## Written problem
Copy every one of the records below word for word, leaving the pictures out of your answer.

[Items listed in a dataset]
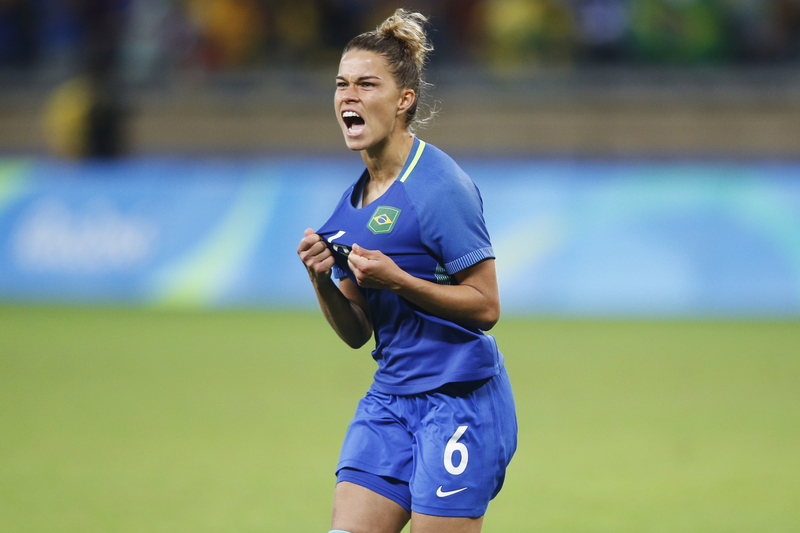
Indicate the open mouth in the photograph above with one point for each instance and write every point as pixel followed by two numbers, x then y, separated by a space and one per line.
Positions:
pixel 353 122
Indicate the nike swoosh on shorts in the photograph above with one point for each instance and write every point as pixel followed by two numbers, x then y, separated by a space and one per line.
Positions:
pixel 442 494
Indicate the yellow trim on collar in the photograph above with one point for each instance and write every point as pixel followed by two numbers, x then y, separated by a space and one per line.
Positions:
pixel 420 148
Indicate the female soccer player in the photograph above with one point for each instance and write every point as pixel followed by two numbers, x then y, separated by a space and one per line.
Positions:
pixel 431 440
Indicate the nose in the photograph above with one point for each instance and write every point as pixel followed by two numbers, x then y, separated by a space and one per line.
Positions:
pixel 349 94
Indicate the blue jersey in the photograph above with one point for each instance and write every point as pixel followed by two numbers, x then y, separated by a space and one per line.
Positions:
pixel 430 222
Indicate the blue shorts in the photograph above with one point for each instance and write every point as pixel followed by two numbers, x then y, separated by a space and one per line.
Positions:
pixel 441 453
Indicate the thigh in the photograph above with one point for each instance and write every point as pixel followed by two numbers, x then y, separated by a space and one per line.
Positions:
pixel 359 510
pixel 377 439
pixel 463 446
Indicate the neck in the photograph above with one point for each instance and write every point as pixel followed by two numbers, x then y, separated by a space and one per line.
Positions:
pixel 385 160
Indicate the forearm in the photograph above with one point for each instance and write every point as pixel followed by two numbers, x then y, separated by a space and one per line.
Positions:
pixel 465 305
pixel 347 319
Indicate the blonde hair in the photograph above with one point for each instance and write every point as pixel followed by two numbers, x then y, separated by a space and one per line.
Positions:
pixel 401 39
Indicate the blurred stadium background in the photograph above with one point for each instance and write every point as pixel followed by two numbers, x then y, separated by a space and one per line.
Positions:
pixel 159 159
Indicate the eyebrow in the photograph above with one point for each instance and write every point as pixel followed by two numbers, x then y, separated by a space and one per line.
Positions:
pixel 362 78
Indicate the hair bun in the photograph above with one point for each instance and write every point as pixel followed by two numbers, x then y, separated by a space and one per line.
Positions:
pixel 408 27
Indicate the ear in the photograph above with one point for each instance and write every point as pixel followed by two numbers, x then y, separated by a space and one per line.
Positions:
pixel 407 99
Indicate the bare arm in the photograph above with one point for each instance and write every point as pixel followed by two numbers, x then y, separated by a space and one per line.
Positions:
pixel 474 302
pixel 344 307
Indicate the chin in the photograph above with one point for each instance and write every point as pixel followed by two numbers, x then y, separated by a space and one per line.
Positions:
pixel 356 144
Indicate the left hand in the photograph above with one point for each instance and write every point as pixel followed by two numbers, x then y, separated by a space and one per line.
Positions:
pixel 373 269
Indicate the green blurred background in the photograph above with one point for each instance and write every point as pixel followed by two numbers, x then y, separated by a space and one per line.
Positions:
pixel 133 420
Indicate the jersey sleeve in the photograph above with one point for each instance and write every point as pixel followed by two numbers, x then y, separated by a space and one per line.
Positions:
pixel 450 212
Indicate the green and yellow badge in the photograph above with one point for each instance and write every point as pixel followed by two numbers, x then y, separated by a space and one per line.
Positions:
pixel 383 219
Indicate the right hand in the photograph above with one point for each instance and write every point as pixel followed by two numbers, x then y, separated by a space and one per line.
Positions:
pixel 316 255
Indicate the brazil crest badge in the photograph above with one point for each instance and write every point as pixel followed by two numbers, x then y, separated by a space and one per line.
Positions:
pixel 383 219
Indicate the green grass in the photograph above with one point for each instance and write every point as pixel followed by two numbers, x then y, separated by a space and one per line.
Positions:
pixel 145 421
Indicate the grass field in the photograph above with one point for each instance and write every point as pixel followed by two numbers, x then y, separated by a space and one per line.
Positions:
pixel 151 421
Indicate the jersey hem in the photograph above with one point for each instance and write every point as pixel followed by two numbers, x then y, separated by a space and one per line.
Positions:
pixel 428 385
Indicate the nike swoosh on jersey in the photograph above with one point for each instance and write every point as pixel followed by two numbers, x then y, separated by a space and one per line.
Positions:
pixel 442 494
pixel 339 234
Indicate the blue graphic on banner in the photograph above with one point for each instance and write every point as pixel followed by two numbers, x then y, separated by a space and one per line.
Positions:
pixel 571 238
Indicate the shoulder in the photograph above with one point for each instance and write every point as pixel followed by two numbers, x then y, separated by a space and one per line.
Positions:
pixel 436 175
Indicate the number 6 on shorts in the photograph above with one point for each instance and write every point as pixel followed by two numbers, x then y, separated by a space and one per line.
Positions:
pixel 452 446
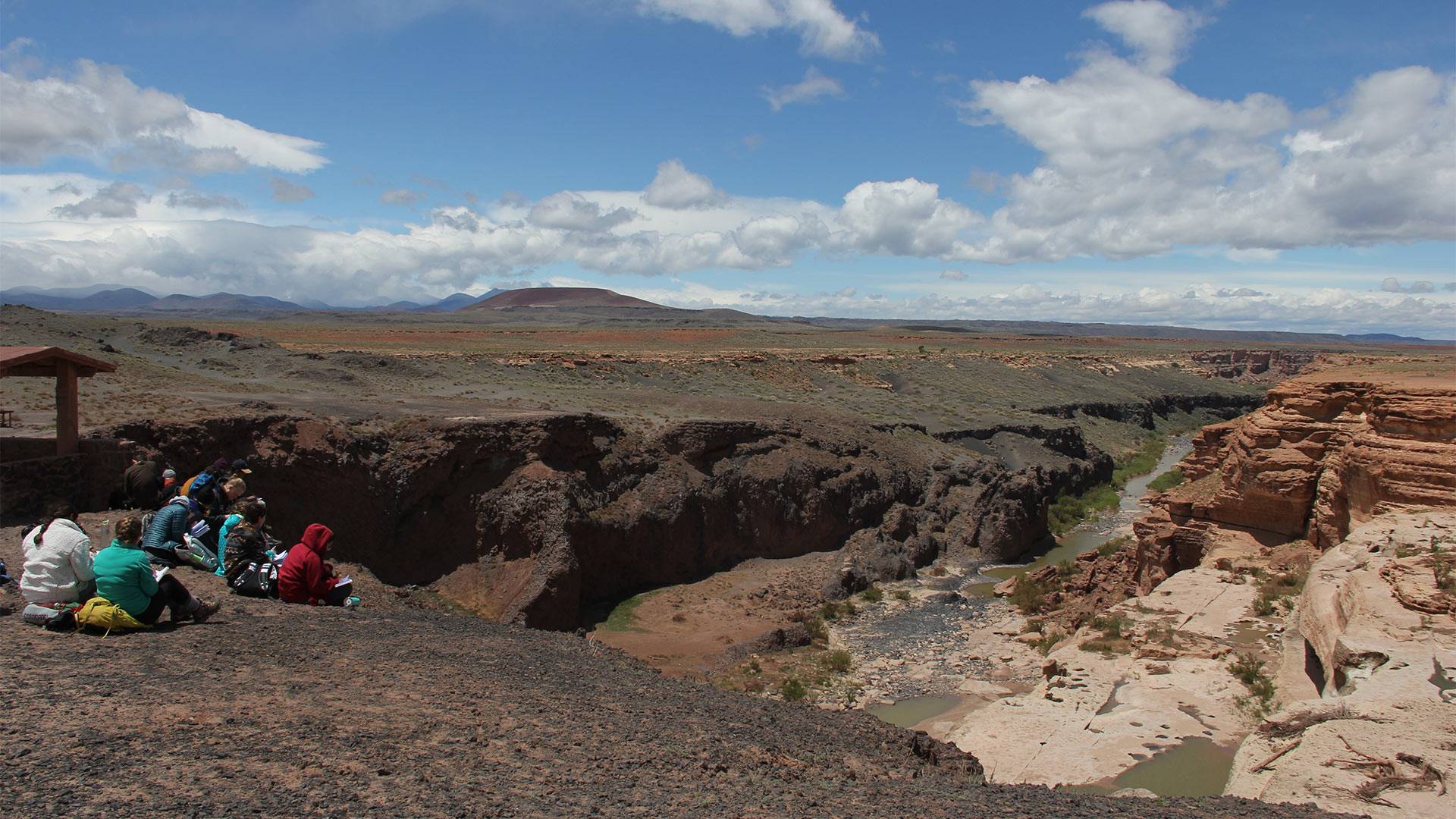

## Full response
Indicate the open mouth in the photograph above with one point for each instance and write every point as pixel followed by two numbers, x then y, separated by a space and one per line.
Positions:
pixel 353 122
Indicate the nike swoosh on shorts in the photograph above with one point for each instance and write every point as pixel followed by two numbers, x then y, separated by a space and one per line.
Positions:
pixel 442 494
Indicate the yellow trim on collar in the photograph above with one point for each instance and write every point as pixel followed by two numbers, x then y, separated by a space and one per line.
Positions:
pixel 420 148
Indicate the female soccer player in the photograph above with one point for each instance and write every point as pixel followed by two numbers, x then y, separated by a space and one per line.
Positions:
pixel 431 440
Indicate the nose in the photograph above with one point for each instance and write every point as pixel followed by two numbers, x then y, separated by a space and one per line.
Positions:
pixel 349 94
Indicate the blue jersey in the photograph above with one point for each instance and write every point as pixel followed by two numbers, x then y, separated by a space and one per line.
Positions:
pixel 430 222
Indicate the blue shorts in the photograph above with one point for each instance and write every point as pixel followed by two numbers, x then y, separated by a space and one per line.
Positions:
pixel 441 453
Indicate the thigh in the photograph above with one point for each instance and write every point as pixel followed by two numbers, x then y, separated by a space and one per line.
Positions:
pixel 359 510
pixel 377 439
pixel 463 446
Indicate the neck in the photograph above with one point for each instance and write every point as pixel followed by two numbers, x then y, separated by a space and one per line.
Positions:
pixel 385 160
Indicate the forearm in the photograph above with one point for each instance and write every point as pixel followed by two numbers, x then y, separated by a space and one per line.
Positions:
pixel 465 305
pixel 347 319
Indicate the blonde hair in the photograph above with one point for each instance and write every point as pixel followed by two numbers, x then y, separated by a space and one per line.
Positions:
pixel 401 39
Indicate the blurred stadium background in the photograph above with one point for each instance and write every point as pixel followed by two numbers, x then y, separated by a space and one per line.
Positions:
pixel 159 159
Indicate the eyebrow in the photograph above with one point for each instance and write every point as pixel followed by two numbers, x then y, separated by a space and one per line.
Positions:
pixel 362 78
Indicate the hair bun in the photograph above with one point for each instance and write every point as pixel followed by two numbers, x then y, separated by a space and one per line.
Positions:
pixel 408 27
Indicate the ear in the photograph above with one point for each instance and write every point as pixel followed by two numbers, x then y, separated by a space and one per line.
Positions:
pixel 407 99
Indicate the bare arm in the photograph above with one point for each instance and write every point as pixel followed by two numbers, x then y, separated by a space and one per line.
Positions:
pixel 474 302
pixel 344 307
Indicate the chin in the photograph above with one point for each instance and write every point as pixel followed by two numbers, x then y, separated by a space and one per line.
Positions:
pixel 356 144
Indicate the left hand in the photograph above with one point for each instance and write every point as pixel followed by two numbers, x then y, separated by a space and one per line.
Positions:
pixel 373 269
Indicate the green blurred background in the photograph above with one point for each instance and write every point as pixel followed by two numbers, x then y, separated by a space and one per line.
Positions:
pixel 133 420
Indicate the jersey sleeve in the photograph above with one point for each instance and write every point as pixel followed by two numbers, x then y, separated by a space and one per line.
Positions:
pixel 450 212
Indicate the green and yellow badge in the photograph above with one point for each instance and write every point as pixel followed by two numbers, x then y, separated by a space and one per line.
Positions:
pixel 383 219
Indicate the right hand in the photograph above with one point for each instance and write every point as pixel followed by two numbers, x then y, separated by a space and one per line.
Positions:
pixel 316 255
Indicate the brazil crest badge in the photograph above with one point for each instance and write every point as pixel followed by two numbers, x then y, separated by a space and one per line.
Positions:
pixel 383 219
Indicate the green grass in the photograph above with one point for each instance and write every point as pixel followed by two numbers, x then y, separated by a space and one per line.
Positions:
pixel 145 421
Indicate the grass field in the photograph above with one point for each instance and write every point as pixel followed by two numbers, x then y, separated by a space and one per line.
Positions:
pixel 151 421
Indicate the jersey hem in the photograph above with one point for each instance and write every point as pixel followed by two numbers, x then y, separated by a space and one per line.
Positions:
pixel 428 385
Indicate the nike swoosh on jersey in the photograph above with one point for each instance and write every point as pixel followed by two numbers, x then y, separated by a space and one per line.
Positions:
pixel 442 494
pixel 339 234
Indicate the blue graphic on banner in the photograph above with one point for each instance and write every point as pixel followed by two numbers, x then y, separated by a space and one per line.
Positions:
pixel 571 238
Indicate the shoulder in the photograph above with one point for each instance and write every point as pixel followed by two numbers, x then y, separated by a space and one per line.
Positions:
pixel 436 175
Indicate the number 6 on shorts in the photograph above with one point for each instance and write every point as pixel followed by two numbers, x then y, separated by a space and one per line.
Positions:
pixel 452 446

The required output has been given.